◆ **Task directions**
Please print every line of the entries below verbatim, with nothing changed.
--- Begin Exercise input ---
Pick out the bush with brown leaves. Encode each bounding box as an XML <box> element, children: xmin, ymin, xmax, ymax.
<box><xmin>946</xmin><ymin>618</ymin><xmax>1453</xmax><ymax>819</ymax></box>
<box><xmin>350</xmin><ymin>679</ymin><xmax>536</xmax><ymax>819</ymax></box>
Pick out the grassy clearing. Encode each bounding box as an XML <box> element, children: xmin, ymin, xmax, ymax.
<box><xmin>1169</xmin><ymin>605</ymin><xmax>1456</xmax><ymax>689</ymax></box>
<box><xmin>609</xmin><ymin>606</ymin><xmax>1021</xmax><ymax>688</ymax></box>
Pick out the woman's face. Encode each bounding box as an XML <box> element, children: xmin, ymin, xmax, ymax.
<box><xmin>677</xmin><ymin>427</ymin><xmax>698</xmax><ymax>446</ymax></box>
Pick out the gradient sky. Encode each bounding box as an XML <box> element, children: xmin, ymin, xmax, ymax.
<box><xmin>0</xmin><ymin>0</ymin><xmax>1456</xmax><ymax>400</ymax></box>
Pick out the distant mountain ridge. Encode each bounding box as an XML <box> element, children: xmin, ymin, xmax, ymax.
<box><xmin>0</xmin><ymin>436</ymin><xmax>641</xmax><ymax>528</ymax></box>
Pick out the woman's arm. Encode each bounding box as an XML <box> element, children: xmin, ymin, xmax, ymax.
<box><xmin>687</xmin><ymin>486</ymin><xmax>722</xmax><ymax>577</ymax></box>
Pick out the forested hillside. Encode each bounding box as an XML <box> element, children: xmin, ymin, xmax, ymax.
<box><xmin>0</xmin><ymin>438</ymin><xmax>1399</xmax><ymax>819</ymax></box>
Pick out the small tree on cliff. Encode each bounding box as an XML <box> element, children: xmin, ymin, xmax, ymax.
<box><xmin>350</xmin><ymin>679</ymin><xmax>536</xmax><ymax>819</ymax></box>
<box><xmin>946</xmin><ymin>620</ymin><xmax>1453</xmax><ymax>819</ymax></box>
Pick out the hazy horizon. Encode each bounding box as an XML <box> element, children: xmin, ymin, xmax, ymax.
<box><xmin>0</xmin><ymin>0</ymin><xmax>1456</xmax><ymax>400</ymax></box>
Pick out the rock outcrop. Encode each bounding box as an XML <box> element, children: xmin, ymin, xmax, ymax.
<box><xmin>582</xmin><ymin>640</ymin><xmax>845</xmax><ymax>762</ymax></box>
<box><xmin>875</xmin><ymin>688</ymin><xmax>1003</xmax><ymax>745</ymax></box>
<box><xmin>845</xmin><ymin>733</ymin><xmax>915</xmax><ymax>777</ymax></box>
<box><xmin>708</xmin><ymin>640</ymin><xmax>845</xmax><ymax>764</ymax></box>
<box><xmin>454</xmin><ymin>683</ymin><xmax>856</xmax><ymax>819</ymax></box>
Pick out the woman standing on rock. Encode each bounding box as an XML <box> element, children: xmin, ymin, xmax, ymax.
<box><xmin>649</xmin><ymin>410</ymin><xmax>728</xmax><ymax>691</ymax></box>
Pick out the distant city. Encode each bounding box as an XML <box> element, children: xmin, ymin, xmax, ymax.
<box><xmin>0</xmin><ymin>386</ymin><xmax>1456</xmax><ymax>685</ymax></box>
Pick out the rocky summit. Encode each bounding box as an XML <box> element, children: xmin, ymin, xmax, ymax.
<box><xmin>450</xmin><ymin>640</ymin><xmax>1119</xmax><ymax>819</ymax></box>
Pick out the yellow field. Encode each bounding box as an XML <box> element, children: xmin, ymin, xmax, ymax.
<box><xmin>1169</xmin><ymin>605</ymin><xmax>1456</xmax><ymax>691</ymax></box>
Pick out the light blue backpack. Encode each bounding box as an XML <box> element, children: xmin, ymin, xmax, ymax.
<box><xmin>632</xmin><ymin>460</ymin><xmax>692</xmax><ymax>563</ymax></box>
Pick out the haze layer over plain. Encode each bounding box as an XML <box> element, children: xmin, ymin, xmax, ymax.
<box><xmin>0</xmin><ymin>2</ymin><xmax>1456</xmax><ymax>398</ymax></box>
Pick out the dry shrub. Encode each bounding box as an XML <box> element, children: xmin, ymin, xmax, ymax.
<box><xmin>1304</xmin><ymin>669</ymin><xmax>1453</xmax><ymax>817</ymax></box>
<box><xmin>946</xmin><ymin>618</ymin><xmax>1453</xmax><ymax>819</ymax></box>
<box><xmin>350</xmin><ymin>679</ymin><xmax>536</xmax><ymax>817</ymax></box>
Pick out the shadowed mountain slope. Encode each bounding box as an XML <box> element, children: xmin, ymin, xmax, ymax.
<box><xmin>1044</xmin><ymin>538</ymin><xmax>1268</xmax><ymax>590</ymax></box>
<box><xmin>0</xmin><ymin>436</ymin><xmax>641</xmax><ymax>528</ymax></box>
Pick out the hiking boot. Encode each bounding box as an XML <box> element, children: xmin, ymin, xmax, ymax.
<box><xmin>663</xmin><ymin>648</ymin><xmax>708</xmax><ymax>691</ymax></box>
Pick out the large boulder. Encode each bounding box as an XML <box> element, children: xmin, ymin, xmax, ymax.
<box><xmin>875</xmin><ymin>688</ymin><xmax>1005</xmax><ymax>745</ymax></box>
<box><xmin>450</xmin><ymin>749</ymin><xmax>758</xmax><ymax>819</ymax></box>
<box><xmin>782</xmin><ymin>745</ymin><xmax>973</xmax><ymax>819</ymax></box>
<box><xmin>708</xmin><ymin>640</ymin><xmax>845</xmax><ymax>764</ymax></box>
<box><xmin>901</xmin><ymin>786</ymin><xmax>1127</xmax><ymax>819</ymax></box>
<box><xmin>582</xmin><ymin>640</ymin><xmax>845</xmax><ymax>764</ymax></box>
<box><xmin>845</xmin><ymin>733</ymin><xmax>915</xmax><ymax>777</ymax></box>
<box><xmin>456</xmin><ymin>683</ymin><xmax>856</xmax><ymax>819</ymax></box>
--- End Exercise input ---
◆ **Answer for this exercise**
Pick out the bush with brown leaves. Encode each bounding box as an XML <box> element, children: xmin, ymin, xmax, ymax.
<box><xmin>946</xmin><ymin>618</ymin><xmax>1453</xmax><ymax>819</ymax></box>
<box><xmin>350</xmin><ymin>679</ymin><xmax>536</xmax><ymax>819</ymax></box>
Pick out the grassy clearing. Encode each bounding box as an XML <box> element, children: xmin, ymin, xmax, ymax.
<box><xmin>1169</xmin><ymin>605</ymin><xmax>1456</xmax><ymax>689</ymax></box>
<box><xmin>609</xmin><ymin>606</ymin><xmax>1021</xmax><ymax>688</ymax></box>
Pick out the woman's face. Encode each bounding box as an XML <box> element, children: xmin, ymin, xmax, ymax.
<box><xmin>677</xmin><ymin>427</ymin><xmax>698</xmax><ymax>446</ymax></box>
Pick out the gradient sky. Encode each bounding box as an XML <box> element, children: xmin, ymin, xmax, ymax.
<box><xmin>0</xmin><ymin>0</ymin><xmax>1456</xmax><ymax>400</ymax></box>
Pick out the distant mountain ridge. Encode each bounding box as an XML <box> element, children: xmin, ymin, xmax, ymax.
<box><xmin>0</xmin><ymin>436</ymin><xmax>641</xmax><ymax>528</ymax></box>
Pick out the woman's arm. Encode each bounding box as an XML <box> element, children: xmin, ymin, xmax, ymax.
<box><xmin>687</xmin><ymin>486</ymin><xmax>722</xmax><ymax>577</ymax></box>
Pick out the forested hillside. Encode each bounding box as an XML <box> element, children: xmin, ymin, xmax, ymax.
<box><xmin>0</xmin><ymin>438</ymin><xmax>1399</xmax><ymax>819</ymax></box>
Pick out the small tree on cliff. Encode each bounding box as an XML <box> element, children: xmin, ymin, xmax, ymax.
<box><xmin>350</xmin><ymin>679</ymin><xmax>536</xmax><ymax>819</ymax></box>
<box><xmin>946</xmin><ymin>620</ymin><xmax>1453</xmax><ymax>819</ymax></box>
Pick out the hazy horizon. Encode each bounding box as an XML <box> element, children: xmin, ymin, xmax, ymax.
<box><xmin>0</xmin><ymin>0</ymin><xmax>1456</xmax><ymax>400</ymax></box>
Pick out the rock outcrop. Encode each bounding box as an XML <box> element, children: xmin, ymin, xmax, ymax.
<box><xmin>582</xmin><ymin>640</ymin><xmax>845</xmax><ymax>762</ymax></box>
<box><xmin>875</xmin><ymin>688</ymin><xmax>1003</xmax><ymax>745</ymax></box>
<box><xmin>845</xmin><ymin>733</ymin><xmax>915</xmax><ymax>777</ymax></box>
<box><xmin>708</xmin><ymin>640</ymin><xmax>845</xmax><ymax>764</ymax></box>
<box><xmin>454</xmin><ymin>683</ymin><xmax>856</xmax><ymax>819</ymax></box>
Pick out the woman standing on rock. Encode each bounding box as an XML <box> element, children: xmin, ymin, xmax, ymax.
<box><xmin>649</xmin><ymin>410</ymin><xmax>728</xmax><ymax>691</ymax></box>
Pick out the distant city. Encode each bounding box as an XML <box> element, children: xmin, ymin, xmax, ymax.
<box><xmin>0</xmin><ymin>386</ymin><xmax>1456</xmax><ymax>685</ymax></box>
Pick out the rocky summit. Encode each bounding box as an XML <box> element, children: xmin, ymin, xmax, ymax.
<box><xmin>450</xmin><ymin>640</ymin><xmax>1119</xmax><ymax>819</ymax></box>
Pick out the yellow field. Encode each bounding box as an XML <box> element, children: xmin, ymin, xmax, ymax.
<box><xmin>1169</xmin><ymin>605</ymin><xmax>1456</xmax><ymax>691</ymax></box>
Pick out the light blue backpack. Encode each bounding box as an XML <box> element, children: xmin, ymin, xmax, ymax.
<box><xmin>632</xmin><ymin>460</ymin><xmax>692</xmax><ymax>563</ymax></box>
Pick out the haze layer over plain. Encode each bounding box as an XML <box> element, children: xmin, ymin, xmax, ymax.
<box><xmin>0</xmin><ymin>2</ymin><xmax>1456</xmax><ymax>398</ymax></box>
Pick out the dry shrub. Encode each bounding box as an XML <box> element, children: xmin, ymin, xmax, ymax.
<box><xmin>1304</xmin><ymin>669</ymin><xmax>1453</xmax><ymax>817</ymax></box>
<box><xmin>946</xmin><ymin>618</ymin><xmax>1453</xmax><ymax>819</ymax></box>
<box><xmin>350</xmin><ymin>679</ymin><xmax>536</xmax><ymax>817</ymax></box>
Pick out the shadowed mountain slope. Encode each bounding box as an XML <box> element, children: xmin, ymin, xmax, ymax.
<box><xmin>1044</xmin><ymin>538</ymin><xmax>1268</xmax><ymax>590</ymax></box>
<box><xmin>0</xmin><ymin>436</ymin><xmax>641</xmax><ymax>528</ymax></box>
Pick out the hiking boot. Encode each bounding box as an XML <box> element, children: xmin, ymin, xmax, ymax.
<box><xmin>663</xmin><ymin>648</ymin><xmax>708</xmax><ymax>691</ymax></box>
Pick out the large boulder. Encode each bounding box as an XML <box> element, children: xmin, ymin, xmax, ymax.
<box><xmin>875</xmin><ymin>688</ymin><xmax>1005</xmax><ymax>745</ymax></box>
<box><xmin>450</xmin><ymin>749</ymin><xmax>758</xmax><ymax>819</ymax></box>
<box><xmin>782</xmin><ymin>745</ymin><xmax>973</xmax><ymax>819</ymax></box>
<box><xmin>708</xmin><ymin>640</ymin><xmax>845</xmax><ymax>764</ymax></box>
<box><xmin>901</xmin><ymin>786</ymin><xmax>1127</xmax><ymax>819</ymax></box>
<box><xmin>582</xmin><ymin>640</ymin><xmax>845</xmax><ymax>764</ymax></box>
<box><xmin>845</xmin><ymin>733</ymin><xmax>915</xmax><ymax>777</ymax></box>
<box><xmin>456</xmin><ymin>683</ymin><xmax>856</xmax><ymax>819</ymax></box>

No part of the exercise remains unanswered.